Stated goal 1 -
Answer these from the scoring FAQ:
(a) What three things must a page have together to count toward the metadata score?
(b) What size of week-to-week jump almost always points to a deployment regression?
(c) What is Sentinel's default number of days before an unresolved regression ages out?
Stated goal 2 - In the scoring FAQ, set down everything from "Any valid JSON-LD" down to "steady headline number.", word for word.

Provided text -
What counts as "valid metadata" for the 20% weighting?

Three elements present together: a non-empty <title>, a non-empty <meta name="description">, and a <link rel="canonical"> resolving to a 200. All three must be present for the page to count toward the metadata score. Sentinel does not score per-element partial credit — the boolean "all three present" is a meaningful threshold for AI engines, which often skip pages missing any one of them.

Which schema types contribute to the 15% schema score?

Any valid JSON-LD block parseable by the schema.org vocabulary counts. Sentinel does not weight by type — Article, Product, FAQPage, Organization, HowTo, Dataset, and DefinedTerm all contribute equally to the boolean "page has structured data". What matters is presence + validity, not type. Pages can carry multiple schemas (most authority pages do, via @graph). The score still treats them as binary "schema present or not".

How fast can the score change week-to-week?

In normal operation, a few points per week. Large jumps (10+ points) almost always indicate a deployment regression — a broken canonical, a sitewide schema break, a CDN config change that returns 5xx on a subset of pages. Small drift (1–3 points) is normal; Sentinel's regression burden component is designed to surface persistent small drift rather than mask it under a steady headline number.

Can the score go up without content changes?

Yes — and this is one of the score's most useful properties. Regression burden is capped: when an unresolved regression ages out (Sentinel's default is 14 days) or is explicitly suppressed by an operator, the burden component recovers. A site that fixes a regression on Tuesday will see availability and the affected component recover the following Monday; the regression burden component drops one regression's worth of penalty as soon as the row is closed.

Data listing -
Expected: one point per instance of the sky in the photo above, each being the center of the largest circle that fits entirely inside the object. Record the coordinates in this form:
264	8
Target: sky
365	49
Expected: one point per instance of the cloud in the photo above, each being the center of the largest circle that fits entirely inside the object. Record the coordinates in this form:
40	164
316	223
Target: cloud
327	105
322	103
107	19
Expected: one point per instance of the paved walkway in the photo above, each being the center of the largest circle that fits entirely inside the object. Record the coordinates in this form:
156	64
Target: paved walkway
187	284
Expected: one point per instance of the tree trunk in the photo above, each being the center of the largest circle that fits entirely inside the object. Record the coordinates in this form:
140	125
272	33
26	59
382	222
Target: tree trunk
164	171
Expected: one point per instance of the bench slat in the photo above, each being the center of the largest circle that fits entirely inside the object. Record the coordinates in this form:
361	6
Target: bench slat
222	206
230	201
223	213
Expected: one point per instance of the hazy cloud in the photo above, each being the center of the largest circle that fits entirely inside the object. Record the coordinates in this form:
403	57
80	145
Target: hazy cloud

Exercise output 1 -
(a) A non-empty <title>, a non-empty <meta name="description">, and a <link rel="canonical"> that resolves to a 200.
(b) 10 or more points.
(c) 14 days.

Exercise output 2 -
Any valid JSON-LD block parseable by the schema.org vocabulary counts. Sentinel does not weight by type — Article, Product, FAQPage, Organization, HowTo, Dataset, and DefinedTerm all contribute equally to the boolean "page has structured data". What matters is presence + validity, not type. Pages can carry multiple schemas (most authority pages do, via @graph). The score still treats them as binary "schema present or not".

How fast can the score change week-to-week?

In normal operation, a few points per week. Large jumps (10+ points) almost always indicate a deployment regression — a broken canonical, a sitewide schema break, a CDN config change that returns 5xx on a subset of pages. Small drift (1–3 points) is normal; Sentinel's regression burden component is designed to surface persistent small drift rather than mask it under a steady headline number.